TO BE DONE »
A - Rewrite the passage of the Waxstock 2023 thread that begins at the words "# Waxstock 2023" and stops after "Anyone heard anything?", putting "the show" wherever "Waxstock" appears.
B - List every engagement count the Waxstock 2023 thread reports for the Facebook video, along with what each number counts.
C - Continue the Waxstock 2023 forum thread from the point where it stops.

SOURCE TEXT »

# Waxstock 2023 dates?!



## gs_mick (5 mo ago)

Hi all does anyone know dates for this year’s Waxstock or if it’s happening? Seems really late in the day not to know dates for an event that is potentially only 6 months away and to ensure all the traders can book it in their calendars (I work in events and you normally promote the following year’s event at the previous event with early bird discount at etc.) Soms of us need to book time off work to go! Anyone heard anything?


----------



## -Kev- (Oct 30, 2007)

Remember 2022? Whos ready to go bigger for our 2023 10th anniversary show?! | By Waxstock | Facebook


872 views, 65 likes, 10 loves, 26 comments, 6 shares, Facebook Watch Videos from Waxstock: Remember 2022? Whos ready to go bigger for our 2023 10th anniversary show?!




fb.watch


----------



## gs_mick (5 mo ago)

Oh Kev you’re amazing thanks!!!

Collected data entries
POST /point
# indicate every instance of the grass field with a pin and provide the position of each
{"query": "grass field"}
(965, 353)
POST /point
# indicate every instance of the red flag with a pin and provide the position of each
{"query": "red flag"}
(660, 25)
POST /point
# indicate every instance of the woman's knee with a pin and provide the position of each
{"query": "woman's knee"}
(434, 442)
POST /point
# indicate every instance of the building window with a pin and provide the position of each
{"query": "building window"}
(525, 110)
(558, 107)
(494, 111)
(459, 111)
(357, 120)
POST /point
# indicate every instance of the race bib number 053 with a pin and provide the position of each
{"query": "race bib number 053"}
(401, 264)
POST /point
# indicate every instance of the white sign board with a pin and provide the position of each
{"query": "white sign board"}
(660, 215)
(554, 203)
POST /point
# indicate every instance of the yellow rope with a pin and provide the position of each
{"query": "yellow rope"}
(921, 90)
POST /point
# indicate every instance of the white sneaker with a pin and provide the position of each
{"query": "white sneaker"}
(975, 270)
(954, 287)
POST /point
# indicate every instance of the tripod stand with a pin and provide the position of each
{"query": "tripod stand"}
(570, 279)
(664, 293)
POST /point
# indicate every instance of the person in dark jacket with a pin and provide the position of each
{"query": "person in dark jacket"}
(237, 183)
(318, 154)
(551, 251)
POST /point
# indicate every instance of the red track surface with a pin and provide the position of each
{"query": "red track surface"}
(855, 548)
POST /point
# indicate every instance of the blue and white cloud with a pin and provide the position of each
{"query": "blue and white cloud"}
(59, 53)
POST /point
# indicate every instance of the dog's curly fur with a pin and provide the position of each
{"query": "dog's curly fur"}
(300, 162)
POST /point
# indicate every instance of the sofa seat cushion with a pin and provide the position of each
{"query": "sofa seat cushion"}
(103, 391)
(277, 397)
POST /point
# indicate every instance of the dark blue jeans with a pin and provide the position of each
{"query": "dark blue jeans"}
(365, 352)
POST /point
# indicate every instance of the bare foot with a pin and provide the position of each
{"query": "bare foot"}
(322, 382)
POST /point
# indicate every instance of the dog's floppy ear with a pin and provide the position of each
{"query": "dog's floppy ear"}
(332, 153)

WRITTEN ANSWERS »
A -
# the show 2023 dates?!



## gs_mick (5 mo ago)

Hi all does anyone know dates for this year’s the show or if it’s happening? Seems really late in the day not to know dates for an event that is potentially only 6 months away and to ensure all the traders can book it in their calendars (I work in events and you normally promote the following year’s event at the previous event with early bird discount at etc.) Soms of us need to book time off work to go! Anyone heard anything?

B -
872 views
65 likes
10 loves
26 comments
6 shares

C -
----------



## Clean and Shiny (Mar 3, 2007)

We will be there


----------



## IvorB1H (6 mo ago)

Might drag my lad to this if we aren’t away …and lock up the credit card


----------



## DC_cambs (1 mo ago)

Is there a date for this ?


----------



## Peirre (Jun 29, 2015)

As it’s back to its original date it means it again clashes with other events that have already arranged to attend and so I can’t go to Waxstock


----------



## macca666 (Mar 30, 2010)

DC_cambs said:


> Is there a date for this ?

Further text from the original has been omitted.